─── SOURCE DATA ───
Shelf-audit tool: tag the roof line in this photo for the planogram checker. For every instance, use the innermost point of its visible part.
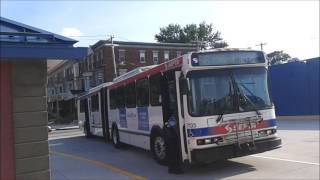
(37, 29)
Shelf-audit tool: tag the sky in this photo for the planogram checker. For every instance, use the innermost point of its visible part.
(291, 26)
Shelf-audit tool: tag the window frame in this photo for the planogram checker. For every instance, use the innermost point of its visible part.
(141, 92)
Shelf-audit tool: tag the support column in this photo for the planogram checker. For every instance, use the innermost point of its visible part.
(7, 151)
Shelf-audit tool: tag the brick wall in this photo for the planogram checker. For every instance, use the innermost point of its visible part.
(30, 119)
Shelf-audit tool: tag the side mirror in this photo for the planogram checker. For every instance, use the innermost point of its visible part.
(183, 83)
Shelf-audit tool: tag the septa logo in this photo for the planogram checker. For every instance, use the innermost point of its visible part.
(195, 60)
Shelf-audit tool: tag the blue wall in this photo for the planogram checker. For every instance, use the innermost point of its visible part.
(295, 88)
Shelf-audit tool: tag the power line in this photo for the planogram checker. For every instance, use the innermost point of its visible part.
(261, 45)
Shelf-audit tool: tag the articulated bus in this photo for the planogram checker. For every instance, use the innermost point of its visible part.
(220, 99)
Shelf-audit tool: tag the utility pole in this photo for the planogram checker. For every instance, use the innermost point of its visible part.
(113, 57)
(261, 45)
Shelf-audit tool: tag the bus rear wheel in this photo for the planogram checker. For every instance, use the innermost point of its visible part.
(87, 130)
(115, 137)
(158, 148)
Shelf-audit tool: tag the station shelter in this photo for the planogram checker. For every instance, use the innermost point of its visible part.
(24, 51)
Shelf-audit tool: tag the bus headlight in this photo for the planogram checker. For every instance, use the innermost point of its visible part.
(267, 132)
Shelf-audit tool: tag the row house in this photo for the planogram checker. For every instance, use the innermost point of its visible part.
(98, 66)
(63, 82)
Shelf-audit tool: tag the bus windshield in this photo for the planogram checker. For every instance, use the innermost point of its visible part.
(214, 92)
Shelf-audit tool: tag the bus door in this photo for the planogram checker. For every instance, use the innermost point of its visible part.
(91, 121)
(104, 113)
(182, 122)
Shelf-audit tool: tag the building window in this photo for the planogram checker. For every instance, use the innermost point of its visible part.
(142, 56)
(122, 56)
(155, 57)
(178, 53)
(166, 56)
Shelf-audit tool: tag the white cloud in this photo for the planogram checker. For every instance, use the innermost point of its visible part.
(71, 32)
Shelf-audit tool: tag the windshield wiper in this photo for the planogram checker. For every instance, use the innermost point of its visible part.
(219, 118)
(247, 99)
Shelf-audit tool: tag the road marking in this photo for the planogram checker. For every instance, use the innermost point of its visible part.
(55, 144)
(100, 164)
(288, 160)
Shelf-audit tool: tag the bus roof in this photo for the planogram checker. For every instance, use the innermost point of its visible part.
(148, 71)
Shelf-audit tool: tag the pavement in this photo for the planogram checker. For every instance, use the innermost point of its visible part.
(73, 156)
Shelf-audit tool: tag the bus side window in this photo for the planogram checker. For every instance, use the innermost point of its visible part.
(155, 90)
(113, 100)
(120, 97)
(142, 88)
(130, 95)
(95, 103)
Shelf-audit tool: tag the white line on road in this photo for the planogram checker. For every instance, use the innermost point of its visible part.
(288, 160)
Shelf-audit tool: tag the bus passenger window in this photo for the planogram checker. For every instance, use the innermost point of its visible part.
(155, 90)
(142, 88)
(113, 99)
(82, 105)
(95, 103)
(120, 97)
(131, 95)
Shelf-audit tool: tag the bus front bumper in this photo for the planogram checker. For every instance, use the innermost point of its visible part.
(231, 151)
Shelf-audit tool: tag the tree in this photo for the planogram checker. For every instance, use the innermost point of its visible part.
(277, 57)
(191, 33)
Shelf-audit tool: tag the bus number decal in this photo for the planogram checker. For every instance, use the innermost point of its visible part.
(143, 118)
(123, 117)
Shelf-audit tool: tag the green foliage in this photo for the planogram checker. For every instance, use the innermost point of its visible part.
(191, 33)
(278, 57)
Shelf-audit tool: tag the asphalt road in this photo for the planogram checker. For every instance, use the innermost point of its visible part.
(75, 157)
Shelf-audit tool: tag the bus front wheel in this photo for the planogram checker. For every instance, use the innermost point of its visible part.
(115, 137)
(158, 148)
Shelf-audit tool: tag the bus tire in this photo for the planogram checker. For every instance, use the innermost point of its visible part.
(115, 137)
(158, 147)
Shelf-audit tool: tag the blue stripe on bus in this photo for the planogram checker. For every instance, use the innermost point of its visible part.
(143, 118)
(207, 131)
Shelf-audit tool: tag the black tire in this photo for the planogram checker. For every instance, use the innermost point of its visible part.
(158, 147)
(87, 130)
(115, 137)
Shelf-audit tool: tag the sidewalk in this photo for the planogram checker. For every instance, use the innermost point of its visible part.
(64, 126)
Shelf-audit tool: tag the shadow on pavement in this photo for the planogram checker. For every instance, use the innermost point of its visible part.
(298, 125)
(139, 161)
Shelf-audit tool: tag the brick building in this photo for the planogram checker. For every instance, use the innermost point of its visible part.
───
EXERCISE:
All entries must be written out again exactly as given, with no pictures in the copy.

REPLY TO THE TASK:
Shelf-audit tool: tag the roof line in this photo for the planogram checker. For every instance, use the innermost point of its visible part.
(37, 29)
Shelf-audit tool: tag the sky in this photo for the planogram checker. For every instance, use the innermost point of its visible part.
(291, 26)
Shelf-audit tool: tag the window frame in this photo for the planogram checker. For every instance, use the innermost point of its visible part.
(141, 92)
Shelf-audit tool: tag the support column in this photo for the planogram checker. For every instance, use the innermost point of its visible part.
(7, 151)
Shelf-audit tool: tag the brick wall in this photo for the planogram checker. For every instance, use the innermost point of its visible part.
(30, 119)
Shelf-audit tool: tag the side mirror in this photo for the planogram checker. For every instance, use the innermost point of its visible part.
(183, 83)
Shelf-audit tool: tag the septa logo in this photo for the planogram checker. For every instance, use the innermost point of its visible part.
(195, 60)
Shelf-audit tool: tag the blue wall in this photo for the planogram checker. For every instance, use the innermost point of its visible part.
(295, 88)
Shelf-audit tool: tag the power line in this photo for the planogram checker. For every instance, use the innermost point of its visible part.
(261, 45)
Shelf-audit tool: tag the articulated bus in this photo for the planogram checker. For every instance, use the innermost point of its visible part.
(220, 99)
Shelf-audit tool: tag the utility pole in this photo for the planogram checker. For every instance, use the innermost point of its visible part.
(113, 57)
(261, 45)
Shelf-audit tool: tag the bus rear wheel in this photo for the planogram checker. For every instance, use the innermost point of its visible part.
(87, 130)
(115, 137)
(158, 148)
Shelf-audit tool: tag the station shelter in this photo for the planogram checker. For every instance, use the innermost point of its visible part.
(24, 51)
Shelf-audit tool: tag the bus headlight in this photo for the planogram checker. For every instance, use the innermost point of its visible part.
(267, 132)
Shelf-audit tool: tag the row house in this photo for the planogram checker. For every instance, use the innermost point of its visible part.
(98, 66)
(63, 82)
Shelf-audit tool: tag the bus windshield in this photo for the planogram checker. For every instance, use the innermost point of its visible part.
(214, 92)
Shelf-audit tool: tag the bus door in this photo for the planogram checker. For every instance, use the innermost point of its visible part.
(91, 121)
(104, 113)
(182, 122)
Shelf-audit tool: tag the building window in this photo for the planogram checker. For every instance, use the innermost point of its visible part.
(142, 56)
(122, 56)
(155, 57)
(178, 53)
(166, 56)
Shelf-audit tool: tag the white cloud in this photo for the planogram checker. For every instance, use the innermost point of its visible part.
(71, 32)
Shelf-audit tool: tag the windshield wiper in this photo for the planogram checker. For every instance, use the innermost point of its visible part.
(219, 118)
(247, 99)
Shelf-audit tool: tag the road marking in this photo for the planogram checker. For every instance, use the innermost point of its visible part.
(55, 144)
(100, 164)
(288, 160)
Shelf-audit tool: tag the bus roof in this photo for the planogram checker. For every instance, use the innermost point of its visible part.
(148, 71)
Shelf-audit tool: tag the pavement in this photo for the planogram checker. For every instance, use the innermost point of its visible part.
(73, 156)
Shelf-audit tool: tag the bus side window in this photo for the planogram checker. For every instance, use the innermost point of its visible part.
(155, 90)
(113, 100)
(120, 97)
(142, 88)
(130, 95)
(95, 103)
Shelf-audit tool: tag the white line on road in this photo for the planogram checker. For every instance, use the innermost point of its visible part.
(288, 160)
Shelf-audit tool: tag the bus passenger window in this photo for the planogram checker. For every instance, use the innermost point of its visible part.
(155, 90)
(142, 88)
(113, 99)
(82, 105)
(95, 103)
(120, 97)
(131, 95)
Shelf-audit tool: tag the bus front bumper in this photo for the planogram checker. For every instance, use the innermost point of its visible part.
(231, 151)
Shelf-audit tool: tag the tree in this photo for the planogram checker. For every instance, use the innermost point of its visible part.
(277, 57)
(191, 33)
Shelf-audit tool: tag the bus number decal in this photo for the planogram checker. For every instance, use the innermost point of its visible part.
(143, 118)
(123, 117)
Shelf-audit tool: tag the green foliage in this photo for the planogram checker. For every instance, use the innermost point of its visible part.
(191, 33)
(278, 57)
Shelf-audit tool: tag the asphalt road in this photo for the planogram checker. For every instance, use the innermost point of its visible part.
(75, 157)
Shelf-audit tool: tag the bus front wheel in this photo for the planogram checker. For every instance, use the innermost point of its visible part.
(115, 137)
(158, 148)
Shelf-audit tool: tag the bus tire in this photo for the planogram checker. For every instance, use the innermost point of its visible part.
(115, 137)
(158, 147)
Shelf-audit tool: tag the blue stripe on bus in this photo for the planogram checker. For every instance, use the innermost point of its visible part.
(143, 118)
(207, 131)
Shelf-audit tool: tag the black tire in this photo for the planogram checker. For every instance, use the innermost point of its visible part.
(158, 147)
(87, 130)
(115, 137)
Shelf-audit tool: tag the sidewalk in this photo for the planogram checker. For every instance, use the innermost point of its visible part.
(64, 126)
Shelf-audit tool: tag the shadow on pavement in this photo for the planogram checker. For every instance, use the innermost point of its visible part.
(298, 125)
(139, 161)
Shelf-audit tool: tag the brick building in this photo for the planogram checker. For every instance, use the innermost point of its visible part.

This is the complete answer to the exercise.